═══ Material shown ═══
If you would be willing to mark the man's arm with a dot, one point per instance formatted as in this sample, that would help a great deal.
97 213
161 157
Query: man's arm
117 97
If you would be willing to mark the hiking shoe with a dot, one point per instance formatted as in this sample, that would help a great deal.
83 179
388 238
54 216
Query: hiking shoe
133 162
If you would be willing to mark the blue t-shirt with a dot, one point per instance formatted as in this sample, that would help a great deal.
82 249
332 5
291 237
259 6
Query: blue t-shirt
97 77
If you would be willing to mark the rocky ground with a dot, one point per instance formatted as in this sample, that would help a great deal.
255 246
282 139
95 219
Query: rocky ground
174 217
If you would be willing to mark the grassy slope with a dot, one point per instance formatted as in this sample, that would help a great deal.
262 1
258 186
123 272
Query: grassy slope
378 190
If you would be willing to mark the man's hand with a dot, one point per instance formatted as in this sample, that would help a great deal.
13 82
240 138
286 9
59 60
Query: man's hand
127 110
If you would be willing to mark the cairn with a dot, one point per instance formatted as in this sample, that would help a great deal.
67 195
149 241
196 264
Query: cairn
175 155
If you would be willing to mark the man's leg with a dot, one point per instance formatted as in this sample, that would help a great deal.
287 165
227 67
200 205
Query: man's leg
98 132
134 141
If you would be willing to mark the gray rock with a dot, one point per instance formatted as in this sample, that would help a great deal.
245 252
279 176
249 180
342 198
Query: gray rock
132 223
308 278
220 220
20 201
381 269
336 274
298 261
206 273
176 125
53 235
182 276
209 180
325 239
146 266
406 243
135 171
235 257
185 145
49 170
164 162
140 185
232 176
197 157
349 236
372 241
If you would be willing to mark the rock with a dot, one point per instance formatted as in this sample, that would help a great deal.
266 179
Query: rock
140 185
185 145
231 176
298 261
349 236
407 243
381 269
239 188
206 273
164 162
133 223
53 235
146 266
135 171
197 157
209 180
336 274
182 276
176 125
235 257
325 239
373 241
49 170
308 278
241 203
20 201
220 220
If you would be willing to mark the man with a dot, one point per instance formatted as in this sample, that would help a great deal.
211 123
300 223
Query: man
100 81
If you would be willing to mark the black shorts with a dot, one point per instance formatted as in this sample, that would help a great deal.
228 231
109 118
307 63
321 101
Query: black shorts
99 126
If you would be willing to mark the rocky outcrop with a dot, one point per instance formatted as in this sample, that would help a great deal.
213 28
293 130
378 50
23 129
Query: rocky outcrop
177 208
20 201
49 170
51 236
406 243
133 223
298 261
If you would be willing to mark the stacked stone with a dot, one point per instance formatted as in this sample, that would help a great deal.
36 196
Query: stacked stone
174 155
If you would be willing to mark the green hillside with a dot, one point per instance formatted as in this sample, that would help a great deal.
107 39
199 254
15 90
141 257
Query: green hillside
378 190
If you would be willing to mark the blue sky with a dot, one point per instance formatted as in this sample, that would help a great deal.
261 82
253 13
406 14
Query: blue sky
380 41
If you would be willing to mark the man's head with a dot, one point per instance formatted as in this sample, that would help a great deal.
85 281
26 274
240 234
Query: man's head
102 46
═══
* Requirements *
Copy out verbatim every line from the one containing "If you would be willing to mark the stacked" through the final line of the rows, inclusive.

* Answer to the task *
If you would be willing to mark the stacked stone with a dot, one point per instance formatted as in this sample, that would help a great deal.
36 196
Query: stacked stone
174 155
If you would be willing to mark the green hillside with a dot, one point per instance formatted as in this sample, that would help a great deal.
107 39
199 254
15 90
141 257
Query: green hillside
378 190
If you would be willing to mark the blue sky with a dot, one point per instance formatted as in this sample, that would help a great deal.
261 82
253 13
406 14
Query: blue sky
380 41
If you would be willing to mark the man's head with a dot, one point per instance formatted as in this sample, that would help a great deal.
85 281
26 274
240 234
Query: man's head
102 46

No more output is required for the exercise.